Instructions for the task:
Of all the lines below, return only those starting with the line holding "Target: pendant light cord" and going on through the line holding "Would you kindly pick out the framed", exactly as written.

Supplied records:

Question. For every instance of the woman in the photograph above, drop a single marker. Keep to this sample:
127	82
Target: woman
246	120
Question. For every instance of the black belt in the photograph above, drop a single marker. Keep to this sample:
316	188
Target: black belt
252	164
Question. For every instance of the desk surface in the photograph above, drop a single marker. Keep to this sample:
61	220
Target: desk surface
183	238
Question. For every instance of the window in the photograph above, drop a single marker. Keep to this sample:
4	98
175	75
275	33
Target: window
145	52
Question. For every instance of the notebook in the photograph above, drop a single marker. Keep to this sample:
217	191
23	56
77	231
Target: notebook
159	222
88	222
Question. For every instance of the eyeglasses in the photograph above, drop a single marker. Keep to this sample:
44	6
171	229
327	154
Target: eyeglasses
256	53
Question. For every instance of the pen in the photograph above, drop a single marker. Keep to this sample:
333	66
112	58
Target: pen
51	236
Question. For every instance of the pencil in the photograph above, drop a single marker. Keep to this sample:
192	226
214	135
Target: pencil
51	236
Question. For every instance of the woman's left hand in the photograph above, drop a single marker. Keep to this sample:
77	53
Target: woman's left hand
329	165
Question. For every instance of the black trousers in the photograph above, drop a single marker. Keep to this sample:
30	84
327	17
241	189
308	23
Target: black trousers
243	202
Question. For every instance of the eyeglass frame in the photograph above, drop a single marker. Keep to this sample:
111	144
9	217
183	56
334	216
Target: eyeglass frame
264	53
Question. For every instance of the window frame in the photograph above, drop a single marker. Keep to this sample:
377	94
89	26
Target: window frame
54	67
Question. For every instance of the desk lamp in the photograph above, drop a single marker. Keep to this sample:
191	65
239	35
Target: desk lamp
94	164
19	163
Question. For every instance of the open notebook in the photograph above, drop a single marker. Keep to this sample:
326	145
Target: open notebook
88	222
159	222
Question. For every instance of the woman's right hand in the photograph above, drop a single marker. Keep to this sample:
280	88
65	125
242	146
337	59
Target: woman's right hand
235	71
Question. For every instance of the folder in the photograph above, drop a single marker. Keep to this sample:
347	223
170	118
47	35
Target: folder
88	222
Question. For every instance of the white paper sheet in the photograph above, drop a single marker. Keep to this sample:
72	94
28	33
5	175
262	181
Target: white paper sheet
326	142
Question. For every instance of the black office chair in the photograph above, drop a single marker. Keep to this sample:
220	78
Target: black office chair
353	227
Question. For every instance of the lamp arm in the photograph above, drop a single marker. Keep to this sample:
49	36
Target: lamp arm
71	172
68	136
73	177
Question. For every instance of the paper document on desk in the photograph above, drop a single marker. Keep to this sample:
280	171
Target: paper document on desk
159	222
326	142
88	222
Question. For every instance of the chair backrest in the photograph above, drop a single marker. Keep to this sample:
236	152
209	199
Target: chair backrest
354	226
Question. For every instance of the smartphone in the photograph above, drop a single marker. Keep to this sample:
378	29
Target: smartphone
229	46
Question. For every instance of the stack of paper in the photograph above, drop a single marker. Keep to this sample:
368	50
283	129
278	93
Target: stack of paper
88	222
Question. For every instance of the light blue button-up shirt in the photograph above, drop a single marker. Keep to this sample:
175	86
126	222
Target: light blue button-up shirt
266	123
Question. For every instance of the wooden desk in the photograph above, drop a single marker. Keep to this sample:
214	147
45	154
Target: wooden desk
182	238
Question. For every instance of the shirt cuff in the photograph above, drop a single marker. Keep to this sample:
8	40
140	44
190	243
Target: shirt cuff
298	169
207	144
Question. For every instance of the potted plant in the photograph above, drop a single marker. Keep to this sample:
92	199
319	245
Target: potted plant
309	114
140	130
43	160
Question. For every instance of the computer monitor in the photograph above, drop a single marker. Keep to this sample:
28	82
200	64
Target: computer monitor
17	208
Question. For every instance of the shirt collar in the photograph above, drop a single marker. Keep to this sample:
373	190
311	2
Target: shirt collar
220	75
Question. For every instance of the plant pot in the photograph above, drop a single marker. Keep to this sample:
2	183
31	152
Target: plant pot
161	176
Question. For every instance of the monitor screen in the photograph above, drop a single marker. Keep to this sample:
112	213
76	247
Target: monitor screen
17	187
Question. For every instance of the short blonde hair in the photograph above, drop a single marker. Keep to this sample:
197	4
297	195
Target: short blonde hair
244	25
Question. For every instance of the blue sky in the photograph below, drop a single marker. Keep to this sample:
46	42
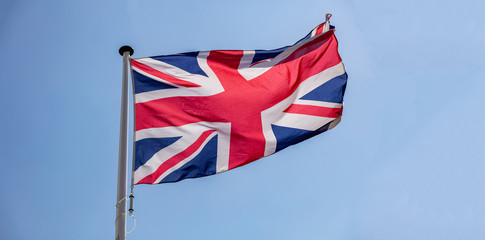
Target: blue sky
406	162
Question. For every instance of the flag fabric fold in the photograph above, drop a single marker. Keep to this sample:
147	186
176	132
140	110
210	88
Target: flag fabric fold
202	113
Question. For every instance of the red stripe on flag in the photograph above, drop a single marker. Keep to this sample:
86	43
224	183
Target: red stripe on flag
169	163
319	29
161	75
315	110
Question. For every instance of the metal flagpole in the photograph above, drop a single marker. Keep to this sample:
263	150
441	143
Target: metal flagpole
120	222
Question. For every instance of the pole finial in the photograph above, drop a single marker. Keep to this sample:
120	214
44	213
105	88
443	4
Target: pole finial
126	48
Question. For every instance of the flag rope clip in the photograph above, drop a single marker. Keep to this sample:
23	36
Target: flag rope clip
130	214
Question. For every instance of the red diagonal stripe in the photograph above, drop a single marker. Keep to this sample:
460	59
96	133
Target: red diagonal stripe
161	75
150	179
315	110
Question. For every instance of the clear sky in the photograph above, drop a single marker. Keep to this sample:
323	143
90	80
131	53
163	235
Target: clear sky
406	162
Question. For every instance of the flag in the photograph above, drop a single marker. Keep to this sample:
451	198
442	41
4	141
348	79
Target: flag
202	113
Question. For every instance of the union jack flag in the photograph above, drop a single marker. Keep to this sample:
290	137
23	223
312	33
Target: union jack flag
202	113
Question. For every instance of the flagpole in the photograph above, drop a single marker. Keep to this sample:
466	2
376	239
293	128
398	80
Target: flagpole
120	221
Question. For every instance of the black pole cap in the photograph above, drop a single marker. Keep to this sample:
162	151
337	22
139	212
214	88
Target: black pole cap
126	48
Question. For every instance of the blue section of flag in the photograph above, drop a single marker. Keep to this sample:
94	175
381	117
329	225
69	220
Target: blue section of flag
286	136
186	61
331	91
203	164
146	84
146	148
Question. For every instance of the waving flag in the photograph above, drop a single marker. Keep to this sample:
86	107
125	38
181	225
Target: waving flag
201	113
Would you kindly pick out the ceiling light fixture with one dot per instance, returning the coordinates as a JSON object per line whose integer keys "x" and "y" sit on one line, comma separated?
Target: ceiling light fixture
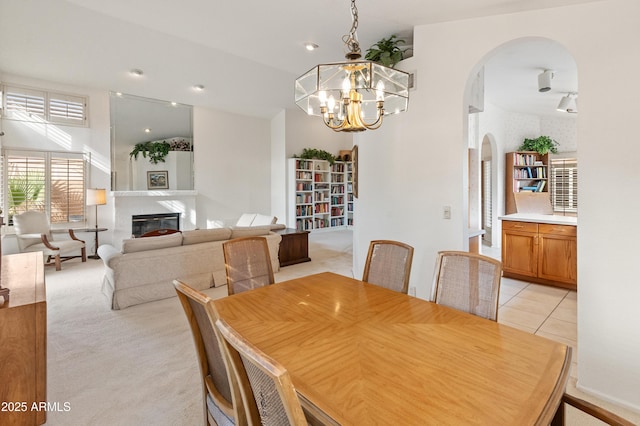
{"x": 569, "y": 103}
{"x": 544, "y": 81}
{"x": 352, "y": 96}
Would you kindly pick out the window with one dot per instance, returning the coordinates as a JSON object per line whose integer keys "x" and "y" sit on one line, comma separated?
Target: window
{"x": 38, "y": 105}
{"x": 564, "y": 185}
{"x": 50, "y": 182}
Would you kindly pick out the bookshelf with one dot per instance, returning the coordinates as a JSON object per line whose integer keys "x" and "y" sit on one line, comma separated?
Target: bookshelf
{"x": 320, "y": 194}
{"x": 524, "y": 171}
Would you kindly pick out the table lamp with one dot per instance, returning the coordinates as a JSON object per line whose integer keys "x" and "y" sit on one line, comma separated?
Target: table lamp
{"x": 96, "y": 197}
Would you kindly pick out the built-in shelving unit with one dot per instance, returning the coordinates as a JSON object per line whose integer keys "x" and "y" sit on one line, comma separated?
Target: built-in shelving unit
{"x": 525, "y": 171}
{"x": 321, "y": 195}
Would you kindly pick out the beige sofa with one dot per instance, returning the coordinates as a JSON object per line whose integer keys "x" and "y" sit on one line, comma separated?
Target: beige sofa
{"x": 145, "y": 268}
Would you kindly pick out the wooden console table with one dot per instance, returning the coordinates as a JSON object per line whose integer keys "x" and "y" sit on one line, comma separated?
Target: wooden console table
{"x": 294, "y": 247}
{"x": 23, "y": 340}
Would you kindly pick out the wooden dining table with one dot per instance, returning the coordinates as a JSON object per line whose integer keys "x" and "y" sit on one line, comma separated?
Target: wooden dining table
{"x": 359, "y": 354}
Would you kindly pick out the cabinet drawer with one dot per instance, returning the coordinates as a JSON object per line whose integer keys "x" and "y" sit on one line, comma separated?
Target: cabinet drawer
{"x": 567, "y": 230}
{"x": 508, "y": 225}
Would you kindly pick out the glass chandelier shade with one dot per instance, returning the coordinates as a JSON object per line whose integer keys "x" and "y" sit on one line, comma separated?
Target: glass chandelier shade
{"x": 354, "y": 95}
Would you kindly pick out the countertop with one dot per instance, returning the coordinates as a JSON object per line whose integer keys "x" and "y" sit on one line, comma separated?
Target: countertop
{"x": 541, "y": 218}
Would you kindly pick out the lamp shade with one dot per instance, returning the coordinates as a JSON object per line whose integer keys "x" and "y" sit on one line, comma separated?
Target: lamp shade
{"x": 96, "y": 197}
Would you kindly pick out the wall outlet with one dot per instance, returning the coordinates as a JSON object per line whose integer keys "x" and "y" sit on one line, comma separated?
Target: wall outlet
{"x": 446, "y": 212}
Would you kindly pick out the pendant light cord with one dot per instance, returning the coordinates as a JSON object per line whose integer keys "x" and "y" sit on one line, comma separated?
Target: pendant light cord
{"x": 351, "y": 39}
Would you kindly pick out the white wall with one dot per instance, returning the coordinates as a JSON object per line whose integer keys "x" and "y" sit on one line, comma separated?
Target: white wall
{"x": 232, "y": 166}
{"x": 416, "y": 163}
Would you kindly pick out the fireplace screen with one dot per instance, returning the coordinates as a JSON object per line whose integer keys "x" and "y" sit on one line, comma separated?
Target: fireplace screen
{"x": 143, "y": 223}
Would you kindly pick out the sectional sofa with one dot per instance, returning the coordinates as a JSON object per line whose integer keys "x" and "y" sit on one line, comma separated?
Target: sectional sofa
{"x": 145, "y": 268}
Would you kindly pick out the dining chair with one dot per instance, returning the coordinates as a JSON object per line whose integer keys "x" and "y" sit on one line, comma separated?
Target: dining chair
{"x": 589, "y": 408}
{"x": 266, "y": 388}
{"x": 222, "y": 400}
{"x": 468, "y": 282}
{"x": 247, "y": 263}
{"x": 388, "y": 265}
{"x": 33, "y": 232}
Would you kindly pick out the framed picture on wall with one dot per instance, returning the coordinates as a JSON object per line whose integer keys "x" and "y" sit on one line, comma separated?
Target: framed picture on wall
{"x": 354, "y": 158}
{"x": 158, "y": 179}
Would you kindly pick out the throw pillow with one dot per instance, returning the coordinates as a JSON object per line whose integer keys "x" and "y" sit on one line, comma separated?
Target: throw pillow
{"x": 205, "y": 235}
{"x": 246, "y": 219}
{"x": 151, "y": 243}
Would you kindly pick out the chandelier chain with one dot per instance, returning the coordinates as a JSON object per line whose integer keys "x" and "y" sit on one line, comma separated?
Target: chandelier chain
{"x": 351, "y": 39}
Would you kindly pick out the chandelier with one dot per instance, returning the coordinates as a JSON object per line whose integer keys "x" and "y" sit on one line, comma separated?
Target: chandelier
{"x": 352, "y": 96}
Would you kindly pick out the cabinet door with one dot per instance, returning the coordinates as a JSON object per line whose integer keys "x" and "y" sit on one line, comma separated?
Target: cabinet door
{"x": 557, "y": 259}
{"x": 520, "y": 252}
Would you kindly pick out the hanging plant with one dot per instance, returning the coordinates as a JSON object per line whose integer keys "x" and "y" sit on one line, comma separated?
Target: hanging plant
{"x": 156, "y": 151}
{"x": 386, "y": 51}
{"x": 541, "y": 145}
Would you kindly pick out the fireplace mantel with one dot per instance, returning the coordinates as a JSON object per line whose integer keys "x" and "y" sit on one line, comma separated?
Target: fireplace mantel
{"x": 166, "y": 193}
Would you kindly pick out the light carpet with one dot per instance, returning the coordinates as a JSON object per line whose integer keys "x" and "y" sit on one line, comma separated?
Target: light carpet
{"x": 138, "y": 366}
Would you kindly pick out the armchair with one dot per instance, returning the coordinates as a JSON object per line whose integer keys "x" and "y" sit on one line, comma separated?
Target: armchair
{"x": 34, "y": 234}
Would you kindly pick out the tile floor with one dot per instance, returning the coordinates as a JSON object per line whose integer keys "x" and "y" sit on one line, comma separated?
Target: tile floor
{"x": 542, "y": 310}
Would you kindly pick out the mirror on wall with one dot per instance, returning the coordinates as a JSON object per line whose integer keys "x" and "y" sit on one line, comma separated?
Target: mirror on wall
{"x": 152, "y": 128}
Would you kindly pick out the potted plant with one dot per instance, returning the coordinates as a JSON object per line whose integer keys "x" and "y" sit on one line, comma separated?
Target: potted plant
{"x": 318, "y": 154}
{"x": 157, "y": 151}
{"x": 386, "y": 51}
{"x": 541, "y": 145}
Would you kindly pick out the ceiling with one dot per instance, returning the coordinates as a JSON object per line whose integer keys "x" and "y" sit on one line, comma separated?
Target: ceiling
{"x": 247, "y": 54}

Written answer:
Target: pendant light cord
{"x": 351, "y": 39}
Would you kindly pick out the white wall with one dot per instance, returning the coordinates as a JSON object per line whose integer keys "x" and "y" sit on one line, comma separated?
Target: white wall
{"x": 232, "y": 166}
{"x": 416, "y": 163}
Would you kindly pick out the fireplace screen with one dot per instance, returning the coordinates as a JSON object per line whose integer keys "x" and "y" sit on one line, comma separated?
Target: fireplace screen
{"x": 143, "y": 223}
Would you kindly pick out the sectional sofa with one dot per instance, returning the coordinates as a JSON object per line whose integer keys "x" and "y" sit on one line, comma separated?
Target: sectional sofa
{"x": 145, "y": 268}
Would you kindly pick out the dining chair with one dot per instance, returning the coordinates as a JSON object per line whose integer keys "x" and "y" sit on one line, comma separated?
Target: dining chair
{"x": 589, "y": 408}
{"x": 266, "y": 388}
{"x": 222, "y": 400}
{"x": 468, "y": 282}
{"x": 247, "y": 263}
{"x": 388, "y": 265}
{"x": 33, "y": 232}
Would you kindly pick out the framed picture on wall with one dot per instance, returning the coordinates as a JSON object per line whose integer keys "x" and "y" sit on one line, comma separated?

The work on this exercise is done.